Assignment: The entries must be restated exactly as written.

Dataset entries:
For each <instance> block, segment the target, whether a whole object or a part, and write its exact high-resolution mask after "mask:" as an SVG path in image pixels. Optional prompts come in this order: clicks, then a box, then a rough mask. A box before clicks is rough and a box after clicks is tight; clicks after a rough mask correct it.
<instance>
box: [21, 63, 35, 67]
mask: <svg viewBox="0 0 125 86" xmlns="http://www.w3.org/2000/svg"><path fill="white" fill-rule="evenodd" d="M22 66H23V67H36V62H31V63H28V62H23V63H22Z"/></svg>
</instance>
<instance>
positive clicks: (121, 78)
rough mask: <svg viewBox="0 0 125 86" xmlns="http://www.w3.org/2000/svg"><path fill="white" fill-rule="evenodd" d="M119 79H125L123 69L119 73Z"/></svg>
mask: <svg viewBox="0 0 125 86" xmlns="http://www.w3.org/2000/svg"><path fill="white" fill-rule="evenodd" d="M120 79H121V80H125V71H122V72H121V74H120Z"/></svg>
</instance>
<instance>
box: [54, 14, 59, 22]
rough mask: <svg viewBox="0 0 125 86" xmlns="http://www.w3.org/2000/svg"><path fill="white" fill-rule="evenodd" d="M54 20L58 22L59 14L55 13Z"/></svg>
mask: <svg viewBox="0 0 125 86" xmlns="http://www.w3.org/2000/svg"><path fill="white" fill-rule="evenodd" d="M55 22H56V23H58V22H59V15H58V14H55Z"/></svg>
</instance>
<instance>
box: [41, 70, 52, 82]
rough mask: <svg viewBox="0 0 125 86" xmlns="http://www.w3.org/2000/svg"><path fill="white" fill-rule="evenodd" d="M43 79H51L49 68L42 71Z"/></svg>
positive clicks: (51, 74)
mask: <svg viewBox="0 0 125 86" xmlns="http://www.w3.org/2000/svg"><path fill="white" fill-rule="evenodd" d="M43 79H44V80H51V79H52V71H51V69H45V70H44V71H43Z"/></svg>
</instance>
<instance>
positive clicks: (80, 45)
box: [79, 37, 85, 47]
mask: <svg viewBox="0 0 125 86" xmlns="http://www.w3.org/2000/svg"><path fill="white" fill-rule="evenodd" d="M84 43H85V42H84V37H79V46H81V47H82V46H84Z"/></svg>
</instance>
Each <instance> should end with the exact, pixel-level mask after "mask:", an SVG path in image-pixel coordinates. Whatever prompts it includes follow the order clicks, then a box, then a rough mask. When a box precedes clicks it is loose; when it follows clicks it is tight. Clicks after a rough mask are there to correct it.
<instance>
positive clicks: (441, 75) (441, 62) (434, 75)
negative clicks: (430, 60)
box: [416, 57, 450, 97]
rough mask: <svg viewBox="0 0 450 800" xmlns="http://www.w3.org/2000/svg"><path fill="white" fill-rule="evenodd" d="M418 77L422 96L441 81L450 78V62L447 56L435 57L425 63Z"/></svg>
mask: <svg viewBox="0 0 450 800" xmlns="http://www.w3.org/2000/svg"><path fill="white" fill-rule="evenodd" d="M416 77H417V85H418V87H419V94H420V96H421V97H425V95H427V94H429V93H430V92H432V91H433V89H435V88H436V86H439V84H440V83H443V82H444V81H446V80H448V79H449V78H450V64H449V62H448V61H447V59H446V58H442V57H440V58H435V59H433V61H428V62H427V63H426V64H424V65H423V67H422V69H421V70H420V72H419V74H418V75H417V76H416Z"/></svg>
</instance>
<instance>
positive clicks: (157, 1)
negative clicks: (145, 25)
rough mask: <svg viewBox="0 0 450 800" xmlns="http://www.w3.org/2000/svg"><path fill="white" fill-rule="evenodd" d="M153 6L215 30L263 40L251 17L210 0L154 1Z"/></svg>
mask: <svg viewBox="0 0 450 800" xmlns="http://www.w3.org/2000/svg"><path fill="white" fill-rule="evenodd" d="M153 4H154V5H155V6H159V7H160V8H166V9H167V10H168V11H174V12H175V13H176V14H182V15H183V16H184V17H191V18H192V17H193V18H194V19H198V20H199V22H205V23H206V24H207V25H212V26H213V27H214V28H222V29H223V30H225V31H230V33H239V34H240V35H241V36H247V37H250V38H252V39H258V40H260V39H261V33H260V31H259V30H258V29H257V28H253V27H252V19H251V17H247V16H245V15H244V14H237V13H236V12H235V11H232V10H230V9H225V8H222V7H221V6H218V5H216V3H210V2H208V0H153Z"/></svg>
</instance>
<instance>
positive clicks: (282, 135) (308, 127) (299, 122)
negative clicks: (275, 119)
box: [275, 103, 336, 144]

Expected answer:
For each <instance> block, segment the target, whether a whole object or a part, and write its exact high-resolution mask after "mask:" as an SVG path in image pixels. Optional prompts come in this order: clicks, then a box, then a rough mask. A box before clicks is rough and a box after clicks is tight; clicks after a rough mask correct it.
<instance>
box: [21, 63, 35, 67]
mask: <svg viewBox="0 0 125 86" xmlns="http://www.w3.org/2000/svg"><path fill="white" fill-rule="evenodd" d="M22 66H23V67H36V62H31V63H28V62H23V63H22Z"/></svg>
</instance>
<instance>
positive clicks: (121, 78)
rough mask: <svg viewBox="0 0 125 86" xmlns="http://www.w3.org/2000/svg"><path fill="white" fill-rule="evenodd" d="M119 79H125L123 69L119 73Z"/></svg>
mask: <svg viewBox="0 0 125 86" xmlns="http://www.w3.org/2000/svg"><path fill="white" fill-rule="evenodd" d="M120 79H121V80H125V71H122V72H121V74H120Z"/></svg>
</instance>
<instance>
box: [54, 14, 59, 22]
rough mask: <svg viewBox="0 0 125 86" xmlns="http://www.w3.org/2000/svg"><path fill="white" fill-rule="evenodd" d="M54 20L58 22L59 14L55 13Z"/></svg>
mask: <svg viewBox="0 0 125 86" xmlns="http://www.w3.org/2000/svg"><path fill="white" fill-rule="evenodd" d="M55 22H56V23H58V22H59V15H58V14H55Z"/></svg>
</instance>
<instance>
box: [41, 70, 52, 82]
rough mask: <svg viewBox="0 0 125 86" xmlns="http://www.w3.org/2000/svg"><path fill="white" fill-rule="evenodd" d="M43 79H51L49 68L42 71Z"/></svg>
positive clicks: (51, 74)
mask: <svg viewBox="0 0 125 86" xmlns="http://www.w3.org/2000/svg"><path fill="white" fill-rule="evenodd" d="M43 79H44V80H51V79H52V71H51V69H45V70H44V71H43Z"/></svg>
</instance>
<instance>
positive clicks: (80, 45)
box: [79, 37, 85, 47]
mask: <svg viewBox="0 0 125 86" xmlns="http://www.w3.org/2000/svg"><path fill="white" fill-rule="evenodd" d="M84 43H85V42H84V37H79V46H81V47H82V46H84Z"/></svg>
</instance>
Each <instance> should end with the exact, pixel-level mask after "mask:", an SVG path in image-pixel coordinates. Whatever prompts it includes follow the order clicks, then a box, then a rough mask. When a box precedes clicks it is loose; when it follows clicks it is tight. Clicks after a rough mask are there to correct it.
<instance>
positive clicks: (441, 75) (441, 62) (434, 75)
negative clicks: (430, 60)
box: [416, 57, 450, 97]
rough mask: <svg viewBox="0 0 450 800" xmlns="http://www.w3.org/2000/svg"><path fill="white" fill-rule="evenodd" d="M418 77L422 96L441 81L450 78V62L447 56L435 57L425 63Z"/></svg>
mask: <svg viewBox="0 0 450 800" xmlns="http://www.w3.org/2000/svg"><path fill="white" fill-rule="evenodd" d="M416 77H417V85H418V87H419V94H420V96H421V97H425V95H427V94H429V93H430V92H432V91H433V89H435V88H436V86H439V84H440V83H443V82H444V81H446V80H448V79H449V78H450V64H449V62H448V61H447V59H446V58H442V57H440V58H435V59H433V61H428V62H427V63H426V64H424V65H423V67H422V69H421V70H420V72H419V74H418V75H417V76H416Z"/></svg>
</instance>
<instance>
positive clicks: (157, 1)
negative clicks: (145, 25)
rough mask: <svg viewBox="0 0 450 800" xmlns="http://www.w3.org/2000/svg"><path fill="white" fill-rule="evenodd" d="M153 6L215 30L263 40L251 17L210 0L154 1Z"/></svg>
mask: <svg viewBox="0 0 450 800" xmlns="http://www.w3.org/2000/svg"><path fill="white" fill-rule="evenodd" d="M153 4H154V5H155V6H159V7H160V8H166V9H167V10H168V11H174V12H175V13H176V14H182V15H183V16H184V17H191V18H192V17H193V18H194V19H198V20H199V22H205V23H206V24H207V25H212V26H213V27H214V28H222V29H223V30H225V31H230V33H239V34H240V35H241V36H247V37H250V38H252V39H258V40H260V39H261V33H260V31H259V30H258V29H257V28H253V27H252V19H251V17H247V16H245V15H244V14H237V13H236V12H235V11H232V10H230V9H225V8H222V7H221V6H218V5H216V3H210V2H208V0H153Z"/></svg>
</instance>
<instance>
positive clicks: (282, 135) (308, 127) (299, 122)
negative clicks: (275, 119)
box: [275, 103, 336, 144]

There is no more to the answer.